** Start of Data **

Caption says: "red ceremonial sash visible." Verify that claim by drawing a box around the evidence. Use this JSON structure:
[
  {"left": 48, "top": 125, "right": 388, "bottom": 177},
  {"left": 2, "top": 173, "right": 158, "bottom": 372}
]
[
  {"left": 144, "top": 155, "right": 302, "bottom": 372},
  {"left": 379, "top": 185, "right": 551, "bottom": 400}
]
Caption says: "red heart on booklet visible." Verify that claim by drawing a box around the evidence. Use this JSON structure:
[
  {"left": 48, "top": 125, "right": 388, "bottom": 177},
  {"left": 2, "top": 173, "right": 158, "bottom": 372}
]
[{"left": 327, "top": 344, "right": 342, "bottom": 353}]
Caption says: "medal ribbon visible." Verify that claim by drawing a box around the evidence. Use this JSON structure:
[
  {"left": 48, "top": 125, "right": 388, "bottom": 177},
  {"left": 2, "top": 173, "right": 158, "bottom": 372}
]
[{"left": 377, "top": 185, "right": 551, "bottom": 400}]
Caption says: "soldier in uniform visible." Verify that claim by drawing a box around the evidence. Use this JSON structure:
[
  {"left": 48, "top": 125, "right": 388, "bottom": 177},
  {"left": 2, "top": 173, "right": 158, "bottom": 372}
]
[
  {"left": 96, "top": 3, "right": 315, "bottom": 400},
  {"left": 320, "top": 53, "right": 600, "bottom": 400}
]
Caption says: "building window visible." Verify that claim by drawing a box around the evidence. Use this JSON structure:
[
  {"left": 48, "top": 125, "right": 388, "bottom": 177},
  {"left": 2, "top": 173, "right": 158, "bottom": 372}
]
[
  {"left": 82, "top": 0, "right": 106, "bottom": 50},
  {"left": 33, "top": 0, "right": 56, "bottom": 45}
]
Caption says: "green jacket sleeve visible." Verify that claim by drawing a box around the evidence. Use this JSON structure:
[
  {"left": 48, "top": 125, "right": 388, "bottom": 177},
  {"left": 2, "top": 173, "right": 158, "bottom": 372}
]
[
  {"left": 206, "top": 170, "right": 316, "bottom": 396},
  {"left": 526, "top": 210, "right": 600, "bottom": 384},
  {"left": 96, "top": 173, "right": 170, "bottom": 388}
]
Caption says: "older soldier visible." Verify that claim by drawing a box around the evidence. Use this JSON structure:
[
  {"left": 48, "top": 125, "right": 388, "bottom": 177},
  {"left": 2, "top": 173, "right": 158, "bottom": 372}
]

** End of Data **

### Do this
Output every line of the records above as a JSON list of strings, one string per line, omitting any blank lines.

### Response to this task
[
  "Caption says: \"red ceremonial sash visible.\" Verify that claim by drawing a box around the evidence. Use this JSON structure:",
  "[",
  "  {\"left\": 48, \"top\": 125, \"right\": 388, \"bottom\": 177},",
  "  {\"left\": 2, \"top\": 173, \"right\": 158, \"bottom\": 372}",
  "]",
  "[",
  "  {\"left\": 144, \"top\": 155, \"right\": 302, \"bottom\": 372},",
  "  {\"left\": 379, \"top\": 185, \"right\": 551, \"bottom\": 400}",
  "]",
  "Caption says: \"red heart on booklet visible.\" Verify that claim by drawing a box around the evidence. Use this JSON structure:",
  "[",
  "  {\"left\": 48, \"top\": 125, \"right\": 388, \"bottom\": 177},",
  "  {\"left\": 2, \"top\": 173, \"right\": 158, \"bottom\": 372}",
  "]",
  "[{\"left\": 327, \"top\": 344, \"right\": 342, \"bottom\": 353}]",
  "Caption says: \"medal ribbon visible.\" Verify that claim by drawing a box around the evidence. Use this JSON structure:",
  "[",
  "  {\"left\": 48, \"top\": 125, \"right\": 388, \"bottom\": 177},",
  "  {\"left\": 2, \"top\": 173, \"right\": 158, \"bottom\": 372}",
  "]",
  "[{\"left\": 377, \"top\": 185, \"right\": 551, \"bottom\": 400}]",
  "Caption says: \"soldier in uniform visible.\" Verify that claim by drawing a box around the evidence. Use this JSON structure:",
  "[",
  "  {\"left\": 48, \"top\": 125, \"right\": 388, \"bottom\": 177},",
  "  {\"left\": 2, \"top\": 173, \"right\": 158, \"bottom\": 372}",
  "]",
  "[",
  "  {\"left\": 96, \"top\": 3, \"right\": 315, \"bottom\": 400},",
  "  {\"left\": 320, \"top\": 53, \"right\": 600, \"bottom\": 400}",
  "]",
  "Caption says: \"building window visible.\" Verify that claim by drawing a box around the evidence. Use this JSON structure:",
  "[",
  "  {\"left\": 48, \"top\": 125, \"right\": 388, \"bottom\": 177},",
  "  {\"left\": 2, \"top\": 173, \"right\": 158, \"bottom\": 372}",
  "]",
  "[",
  "  {\"left\": 82, \"top\": 0, \"right\": 106, \"bottom\": 50},",
  "  {\"left\": 33, \"top\": 0, \"right\": 56, \"bottom\": 45}",
  "]",
  "Caption says: \"green jacket sleeve visible.\" Verify that claim by drawing a box around the evidence. Use this JSON structure:",
  "[",
  "  {\"left\": 48, \"top\": 125, \"right\": 388, \"bottom\": 177},",
  "  {\"left\": 2, \"top\": 173, \"right\": 158, \"bottom\": 372}",
  "]",
  "[",
  "  {\"left\": 206, \"top\": 170, \"right\": 316, \"bottom\": 396},",
  "  {\"left\": 526, \"top\": 210, \"right\": 600, \"bottom\": 384},",
  "  {\"left\": 96, \"top\": 173, \"right\": 170, \"bottom\": 388}",
  "]",
  "Caption says: \"older soldier visible.\" Verify that claim by drawing a box around the evidence. Use this JSON structure:",
  "[",
  "  {\"left\": 48, \"top\": 125, \"right\": 388, \"bottom\": 177},",
  "  {\"left\": 2, \"top\": 173, \"right\": 158, \"bottom\": 372}",
  "]"
]